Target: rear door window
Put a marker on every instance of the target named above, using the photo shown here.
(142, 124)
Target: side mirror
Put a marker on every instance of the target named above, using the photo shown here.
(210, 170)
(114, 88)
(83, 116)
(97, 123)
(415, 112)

# What the task asks
Copy out every one of the entries above word for word.

# Solution to this problem
Target: rear door window
Put a marker on every instance of the target named above, using the photo shown here.
(142, 124)
Target: side mirror
Put a marker on every instance of the target named above, using the photo shown here.
(210, 170)
(114, 88)
(83, 116)
(97, 123)
(415, 112)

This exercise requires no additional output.